How many of the lines below contain the string "dress" with its case matched? Reply with the number alone.

*Stored records*
========================
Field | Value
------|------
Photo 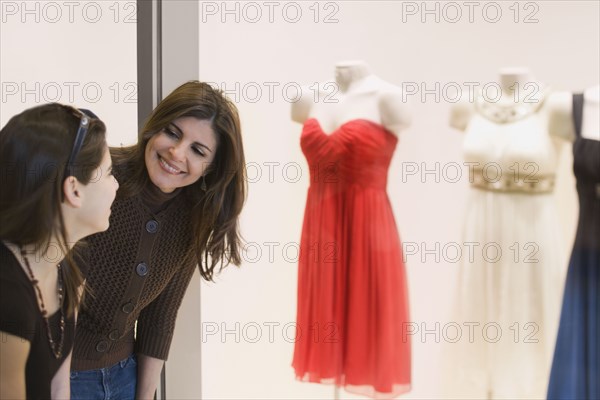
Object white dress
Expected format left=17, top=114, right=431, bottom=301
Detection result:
left=446, top=93, right=563, bottom=399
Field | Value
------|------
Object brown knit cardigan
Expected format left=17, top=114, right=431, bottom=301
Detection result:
left=71, top=172, right=197, bottom=371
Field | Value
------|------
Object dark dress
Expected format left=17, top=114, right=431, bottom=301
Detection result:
left=0, top=242, right=75, bottom=399
left=548, top=94, right=600, bottom=399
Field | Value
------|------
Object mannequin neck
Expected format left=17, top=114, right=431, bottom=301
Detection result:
left=581, top=85, right=600, bottom=140
left=335, top=61, right=371, bottom=92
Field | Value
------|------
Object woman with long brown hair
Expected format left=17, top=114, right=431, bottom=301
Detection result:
left=0, top=104, right=118, bottom=399
left=71, top=81, right=246, bottom=400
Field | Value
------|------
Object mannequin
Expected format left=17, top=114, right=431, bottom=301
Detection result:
left=581, top=85, right=600, bottom=140
left=292, top=61, right=411, bottom=399
left=450, top=67, right=575, bottom=141
left=292, top=60, right=411, bottom=135
left=444, top=68, right=575, bottom=399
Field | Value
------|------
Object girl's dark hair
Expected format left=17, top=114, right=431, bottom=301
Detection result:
left=0, top=103, right=106, bottom=315
left=112, top=81, right=247, bottom=281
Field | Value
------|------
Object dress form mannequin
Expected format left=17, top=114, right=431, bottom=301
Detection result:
left=445, top=68, right=575, bottom=399
left=581, top=85, right=600, bottom=140
left=291, top=61, right=411, bottom=399
left=450, top=67, right=575, bottom=141
left=291, top=61, right=411, bottom=135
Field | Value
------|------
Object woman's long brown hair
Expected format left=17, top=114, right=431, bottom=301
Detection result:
left=0, top=103, right=106, bottom=315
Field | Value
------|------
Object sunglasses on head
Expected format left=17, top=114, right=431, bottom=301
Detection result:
left=63, top=108, right=98, bottom=181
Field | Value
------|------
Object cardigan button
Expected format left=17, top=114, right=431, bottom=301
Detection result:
left=146, top=219, right=158, bottom=233
left=96, top=340, right=108, bottom=353
left=135, top=262, right=148, bottom=276
left=121, top=303, right=133, bottom=314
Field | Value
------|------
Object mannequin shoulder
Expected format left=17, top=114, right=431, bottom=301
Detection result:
left=291, top=86, right=313, bottom=124
left=544, top=91, right=575, bottom=142
left=291, top=81, right=339, bottom=124
left=449, top=98, right=475, bottom=131
left=378, top=85, right=412, bottom=134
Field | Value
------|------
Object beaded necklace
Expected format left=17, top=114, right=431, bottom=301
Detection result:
left=19, top=247, right=65, bottom=359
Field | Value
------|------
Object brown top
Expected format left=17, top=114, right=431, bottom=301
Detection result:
left=0, top=242, right=75, bottom=399
left=71, top=171, right=196, bottom=371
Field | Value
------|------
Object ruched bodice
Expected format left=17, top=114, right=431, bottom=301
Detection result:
left=300, top=119, right=398, bottom=190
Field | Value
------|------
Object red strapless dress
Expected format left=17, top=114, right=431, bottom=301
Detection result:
left=292, top=119, right=411, bottom=398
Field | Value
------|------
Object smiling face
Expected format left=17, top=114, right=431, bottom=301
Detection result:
left=145, top=117, right=217, bottom=193
left=79, top=146, right=119, bottom=236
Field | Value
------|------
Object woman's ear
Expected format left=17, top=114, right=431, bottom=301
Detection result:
left=63, top=176, right=83, bottom=208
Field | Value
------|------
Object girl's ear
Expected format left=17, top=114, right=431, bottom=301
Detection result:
left=63, top=176, right=83, bottom=208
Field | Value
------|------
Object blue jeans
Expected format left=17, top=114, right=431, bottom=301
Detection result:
left=71, top=354, right=137, bottom=400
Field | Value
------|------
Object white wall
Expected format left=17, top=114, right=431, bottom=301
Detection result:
left=0, top=0, right=137, bottom=145
left=200, top=1, right=599, bottom=399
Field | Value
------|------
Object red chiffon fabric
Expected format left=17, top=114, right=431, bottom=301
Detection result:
left=292, top=119, right=411, bottom=398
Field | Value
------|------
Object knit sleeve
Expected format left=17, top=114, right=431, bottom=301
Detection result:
left=135, top=264, right=196, bottom=360
left=0, top=279, right=39, bottom=342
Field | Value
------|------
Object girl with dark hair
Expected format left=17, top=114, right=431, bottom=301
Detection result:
left=71, top=81, right=246, bottom=400
left=0, top=104, right=118, bottom=399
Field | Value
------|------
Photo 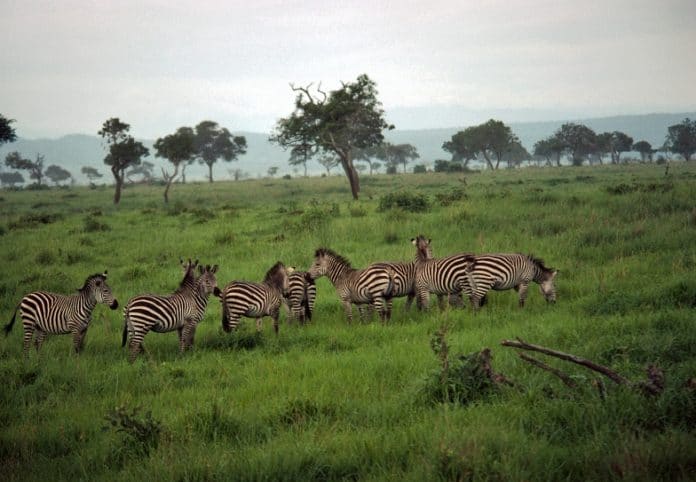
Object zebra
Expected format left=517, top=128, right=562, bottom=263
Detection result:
left=411, top=235, right=474, bottom=310
left=121, top=260, right=218, bottom=363
left=460, top=253, right=558, bottom=309
left=285, top=271, right=317, bottom=324
left=5, top=271, right=118, bottom=357
left=309, top=248, right=394, bottom=323
left=215, top=261, right=292, bottom=335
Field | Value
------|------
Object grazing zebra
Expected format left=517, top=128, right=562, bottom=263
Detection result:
left=5, top=271, right=118, bottom=357
left=121, top=260, right=218, bottom=363
left=285, top=271, right=317, bottom=324
left=309, top=248, right=394, bottom=323
left=215, top=261, right=292, bottom=335
left=411, top=235, right=474, bottom=310
left=466, top=253, right=558, bottom=309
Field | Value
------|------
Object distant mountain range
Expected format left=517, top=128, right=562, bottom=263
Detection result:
left=0, top=112, right=696, bottom=184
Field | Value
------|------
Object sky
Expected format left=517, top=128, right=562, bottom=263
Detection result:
left=0, top=0, right=696, bottom=139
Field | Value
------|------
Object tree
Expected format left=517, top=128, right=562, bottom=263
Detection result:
left=98, top=117, right=150, bottom=204
left=0, top=171, right=24, bottom=186
left=665, top=117, right=696, bottom=161
left=0, top=114, right=17, bottom=146
left=534, top=135, right=565, bottom=166
left=633, top=141, right=655, bottom=162
left=443, top=119, right=519, bottom=169
left=195, top=121, right=247, bottom=182
left=270, top=74, right=393, bottom=199
left=609, top=131, right=633, bottom=164
left=440, top=131, right=476, bottom=172
left=44, top=164, right=72, bottom=186
left=317, top=154, right=340, bottom=176
left=154, top=127, right=196, bottom=203
left=5, top=151, right=44, bottom=186
left=554, top=122, right=597, bottom=164
left=80, top=166, right=104, bottom=185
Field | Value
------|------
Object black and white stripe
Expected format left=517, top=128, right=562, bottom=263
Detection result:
left=285, top=271, right=317, bottom=324
left=309, top=248, right=394, bottom=323
left=216, top=261, right=288, bottom=334
left=5, top=271, right=118, bottom=356
left=411, top=235, right=474, bottom=310
left=121, top=261, right=218, bottom=362
left=467, top=253, right=558, bottom=308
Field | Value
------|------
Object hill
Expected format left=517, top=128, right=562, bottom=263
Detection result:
left=0, top=112, right=696, bottom=184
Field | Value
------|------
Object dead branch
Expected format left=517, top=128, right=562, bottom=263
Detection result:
left=517, top=352, right=578, bottom=388
left=500, top=338, right=631, bottom=385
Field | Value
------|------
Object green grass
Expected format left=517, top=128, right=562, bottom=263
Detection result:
left=0, top=163, right=696, bottom=480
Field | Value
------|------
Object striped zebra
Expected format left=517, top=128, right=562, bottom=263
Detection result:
left=121, top=261, right=218, bottom=363
left=216, top=261, right=292, bottom=335
left=285, top=271, right=317, bottom=324
left=5, top=271, right=118, bottom=357
left=467, top=253, right=558, bottom=309
left=411, top=235, right=474, bottom=310
left=309, top=248, right=394, bottom=323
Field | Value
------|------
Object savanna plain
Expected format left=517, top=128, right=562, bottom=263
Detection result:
left=0, top=162, right=696, bottom=481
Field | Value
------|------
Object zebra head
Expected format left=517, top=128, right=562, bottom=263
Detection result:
left=529, top=255, right=558, bottom=303
left=196, top=264, right=219, bottom=298
left=79, top=270, right=118, bottom=310
left=263, top=261, right=295, bottom=297
left=411, top=234, right=433, bottom=259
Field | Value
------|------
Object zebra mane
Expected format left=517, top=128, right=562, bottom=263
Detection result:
left=77, top=271, right=106, bottom=292
left=314, top=248, right=352, bottom=268
left=263, top=261, right=285, bottom=283
left=527, top=253, right=553, bottom=271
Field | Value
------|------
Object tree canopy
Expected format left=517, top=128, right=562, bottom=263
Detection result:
left=195, top=120, right=247, bottom=182
left=665, top=117, right=696, bottom=161
left=0, top=114, right=17, bottom=146
left=270, top=74, right=393, bottom=199
left=98, top=117, right=150, bottom=204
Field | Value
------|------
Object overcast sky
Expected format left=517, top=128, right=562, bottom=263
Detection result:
left=0, top=0, right=696, bottom=139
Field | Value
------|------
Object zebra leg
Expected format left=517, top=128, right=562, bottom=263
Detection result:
left=22, top=323, right=34, bottom=358
left=518, top=283, right=529, bottom=308
left=34, top=328, right=47, bottom=353
left=73, top=328, right=87, bottom=353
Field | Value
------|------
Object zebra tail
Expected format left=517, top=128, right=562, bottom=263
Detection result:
left=3, top=305, right=19, bottom=336
left=121, top=318, right=128, bottom=348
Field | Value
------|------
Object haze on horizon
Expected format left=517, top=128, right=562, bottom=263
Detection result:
left=0, top=0, right=696, bottom=139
========================
*Task response*
4